Problem requirements:
Without any images, write the listing below out word for word.
━━━━━━━━
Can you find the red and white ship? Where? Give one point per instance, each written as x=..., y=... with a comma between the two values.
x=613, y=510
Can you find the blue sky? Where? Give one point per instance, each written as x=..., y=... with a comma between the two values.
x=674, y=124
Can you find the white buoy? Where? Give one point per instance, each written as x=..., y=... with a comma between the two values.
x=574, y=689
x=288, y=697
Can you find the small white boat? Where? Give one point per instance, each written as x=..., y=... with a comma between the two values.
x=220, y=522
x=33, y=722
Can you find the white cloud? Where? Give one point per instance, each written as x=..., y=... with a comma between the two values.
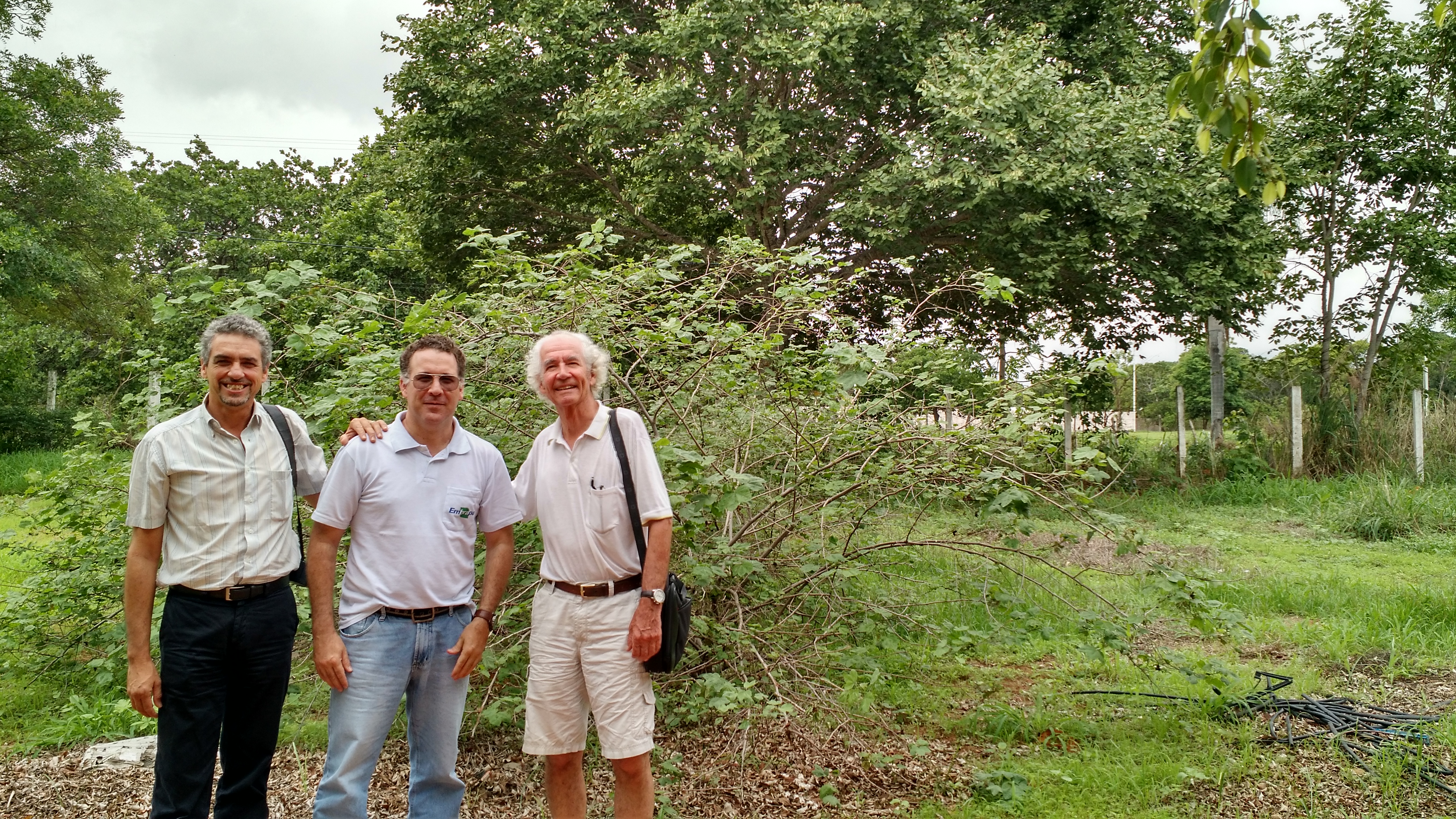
x=283, y=74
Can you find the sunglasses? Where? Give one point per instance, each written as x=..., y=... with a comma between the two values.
x=426, y=381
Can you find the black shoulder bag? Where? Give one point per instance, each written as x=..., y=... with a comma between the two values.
x=301, y=575
x=678, y=608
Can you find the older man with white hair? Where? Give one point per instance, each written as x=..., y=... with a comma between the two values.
x=597, y=614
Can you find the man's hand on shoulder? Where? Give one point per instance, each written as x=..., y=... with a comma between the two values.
x=471, y=646
x=363, y=429
x=331, y=659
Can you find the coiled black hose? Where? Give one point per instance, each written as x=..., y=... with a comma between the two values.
x=1358, y=731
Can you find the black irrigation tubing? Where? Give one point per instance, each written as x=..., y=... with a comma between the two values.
x=1359, y=731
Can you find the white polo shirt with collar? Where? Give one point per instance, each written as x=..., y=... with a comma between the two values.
x=414, y=518
x=579, y=496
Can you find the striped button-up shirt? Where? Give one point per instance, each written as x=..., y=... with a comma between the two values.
x=226, y=502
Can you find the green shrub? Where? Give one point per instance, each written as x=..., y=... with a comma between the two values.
x=16, y=467
x=27, y=428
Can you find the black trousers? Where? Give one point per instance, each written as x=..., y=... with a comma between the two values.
x=225, y=675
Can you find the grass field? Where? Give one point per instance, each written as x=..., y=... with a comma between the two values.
x=16, y=465
x=957, y=732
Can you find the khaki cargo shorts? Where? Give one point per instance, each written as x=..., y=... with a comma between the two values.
x=580, y=664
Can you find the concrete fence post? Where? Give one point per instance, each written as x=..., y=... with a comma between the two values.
x=1419, y=435
x=153, y=398
x=1296, y=430
x=1183, y=439
x=1068, y=432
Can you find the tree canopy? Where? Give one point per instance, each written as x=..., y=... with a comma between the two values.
x=926, y=142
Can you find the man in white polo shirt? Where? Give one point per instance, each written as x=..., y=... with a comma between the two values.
x=599, y=614
x=414, y=505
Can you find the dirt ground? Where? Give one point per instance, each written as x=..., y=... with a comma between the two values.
x=769, y=770
x=781, y=769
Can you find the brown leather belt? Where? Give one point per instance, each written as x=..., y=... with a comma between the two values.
x=421, y=616
x=235, y=594
x=603, y=589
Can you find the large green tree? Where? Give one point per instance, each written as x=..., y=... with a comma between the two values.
x=1366, y=117
x=254, y=218
x=70, y=222
x=925, y=140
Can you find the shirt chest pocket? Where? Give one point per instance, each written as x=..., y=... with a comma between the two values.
x=277, y=489
x=462, y=509
x=606, y=508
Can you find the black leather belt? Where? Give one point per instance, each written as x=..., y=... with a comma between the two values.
x=421, y=616
x=603, y=589
x=233, y=594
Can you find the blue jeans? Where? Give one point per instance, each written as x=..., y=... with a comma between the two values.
x=395, y=658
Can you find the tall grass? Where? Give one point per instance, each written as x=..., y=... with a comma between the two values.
x=16, y=465
x=1377, y=506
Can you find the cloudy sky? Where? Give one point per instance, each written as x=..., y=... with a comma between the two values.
x=251, y=76
x=255, y=76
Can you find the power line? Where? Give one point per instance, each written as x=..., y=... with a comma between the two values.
x=293, y=243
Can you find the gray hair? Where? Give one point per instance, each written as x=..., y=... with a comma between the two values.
x=237, y=324
x=596, y=359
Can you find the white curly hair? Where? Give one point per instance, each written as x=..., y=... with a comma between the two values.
x=596, y=359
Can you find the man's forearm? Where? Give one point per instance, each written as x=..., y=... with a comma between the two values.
x=324, y=559
x=140, y=591
x=500, y=559
x=659, y=551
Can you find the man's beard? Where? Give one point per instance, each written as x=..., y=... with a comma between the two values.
x=232, y=400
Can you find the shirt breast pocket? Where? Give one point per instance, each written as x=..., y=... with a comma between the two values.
x=279, y=484
x=606, y=509
x=462, y=508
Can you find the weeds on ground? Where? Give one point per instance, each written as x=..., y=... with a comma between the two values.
x=18, y=467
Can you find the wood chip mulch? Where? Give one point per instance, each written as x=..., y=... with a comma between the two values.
x=772, y=769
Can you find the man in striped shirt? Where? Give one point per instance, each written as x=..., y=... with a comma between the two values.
x=212, y=495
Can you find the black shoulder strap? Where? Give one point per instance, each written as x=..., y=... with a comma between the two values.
━━━━━━━━
Solution to this exercise:
Can you find the red and white ship? Where? Give one point per instance, each written as x=..., y=... with a comma between the two values.
x=613, y=510
Can you find the blue sky? Where? Give one point per instance, each written as x=..., y=... with a comma between the two values.
x=674, y=124
Can you find the white buoy? Where? Give one point per instance, each written as x=..., y=... with a comma between the two values.
x=574, y=689
x=288, y=697
Can you find the small white boat? Where? Give one point per instance, each written as x=..., y=... with a comma between the two values.
x=220, y=522
x=33, y=722
Can you find the white cloud? Where? Give one point per instance, each written as x=..., y=... with a comma between the two values.
x=283, y=74
Can you find the sunglasses? Where? Give one point per instance, each written as x=..., y=... with a comma between the two values.
x=426, y=381
Can you find the black shoulder bag? Where? Give one point per instance, each written as x=..., y=... with a comma between the two values.
x=301, y=575
x=678, y=608
Can you find the older man with white hair? Where? Give one point per instance, each written as x=..., y=... with a comma between the two values.
x=597, y=614
Can you find the man's hand on shoulder? Where? Give one point per instance, each written as x=..., y=... with a comma between the two values.
x=471, y=646
x=363, y=429
x=331, y=659
Can you find the coiled black hose? Where? Give one point per instance, each written as x=..., y=... with a comma between the two values.
x=1358, y=731
Can you find the black irrigation tubing? Where? Give one point per instance, each written as x=..., y=... with a comma between the two values.
x=1359, y=731
Can you find the white polo shirt with collar? Where? Give one point per instance, each written as x=..., y=... with a comma between the two values.
x=414, y=518
x=579, y=496
Can you find the striped button-up shirt? Where? Give one point per instance, each written as x=..., y=... with a comma between the two values.
x=226, y=502
Can you find the green shrub? Where? Give one point per instance, each written as x=..., y=... with a comma between the two values.
x=16, y=467
x=27, y=428
Can you find the black trousers? Where? Give one point per instance, each written as x=..., y=... with a comma between the two values.
x=225, y=675
Can you find the grass field? Where? Give one point per instance, each written as x=..., y=... with a comma between the two values.
x=16, y=465
x=957, y=732
Can you find the khaki cargo shorts? Where? Give one point per instance, each written as x=..., y=... with a comma between the two values.
x=580, y=664
Can you find the concrete fence post? Where? Give one point per instance, each written as x=..., y=... with a comma between the two values.
x=1419, y=435
x=153, y=398
x=1296, y=430
x=1183, y=439
x=1068, y=432
Can you find the tree canopy? Where? Give one point per instance, each written as x=..., y=... with a comma between the two values.
x=926, y=142
Can you find the man in white polo shirt? Where? Give one point per instance, each written as x=..., y=... with a comma between the two values.
x=599, y=614
x=414, y=505
Can you find the dirt ground? Where? Give one point per instance, each written as x=..., y=... with a comma between the two values.
x=769, y=770
x=781, y=769
Can you find the brown leather belt? Where? Give one point per instance, each written as x=..., y=... with a comma between the two values.
x=421, y=616
x=235, y=594
x=603, y=589
Can you find the large green tree? Where? Give one point per instance, each written as x=..., y=... with a comma between the two values.
x=1366, y=117
x=254, y=218
x=70, y=222
x=925, y=140
Can you find the shirt chest pocket? Where? Give one point per instance, each written as x=..., y=... with a comma between the two values.
x=277, y=489
x=462, y=509
x=606, y=508
Can you find the black leather belt? Where? Give one point per instance, each written as x=..., y=... with a comma between the two values.
x=421, y=616
x=603, y=589
x=233, y=594
Can you find the blue jeans? Where? Give one point per instance, each written as x=..., y=... with a comma between the two values.
x=395, y=658
Can you find the tall grass? Where? Give one point per instance, each written as x=..., y=... with a comma between the two values.
x=16, y=465
x=1377, y=506
Can you find the cloudy sky? Where? Give one point per instance, each written as x=..., y=... with a comma between the two values.
x=251, y=76
x=255, y=76
Can you find the power line? Where? Give one point per instance, each written as x=..., y=... with a comma between the two values.
x=293, y=243
Can you find the gray hair? Where? Give one point per instance, each written as x=..., y=... with a comma between the two values.
x=237, y=324
x=596, y=359
Can you find the white curly hair? Where? Give one point per instance, each written as x=..., y=... with a comma between the two values.
x=596, y=359
Can you find the man's forearm? Where? Give one point per instance, each written as x=..., y=... with a comma between the two values.
x=324, y=559
x=140, y=591
x=500, y=559
x=659, y=551
Can you find the man's beard? Where? Give one point per instance, each written as x=..., y=... with a comma between the two values.
x=232, y=400
Can you find the shirt breast pocket? Where? Give one point per instance, each written as x=..., y=... with a comma between the two values.
x=279, y=484
x=606, y=509
x=462, y=508
Can you find the weeds on ground? Where? Give one point per instance, each written as x=..., y=... with a comma between the two values.
x=18, y=467
Can you find the wood chip mulch? Where? Give one point per instance, each written as x=..., y=... with a comma between the two values.
x=772, y=769
Can you find the man in striped shirt? Where? Give one point per instance, each written as x=..., y=... with a comma between the two values.
x=212, y=495
Can you find the black shoulder strap? Where? Give one point per instance, each written as x=..., y=... with a comma between the two values.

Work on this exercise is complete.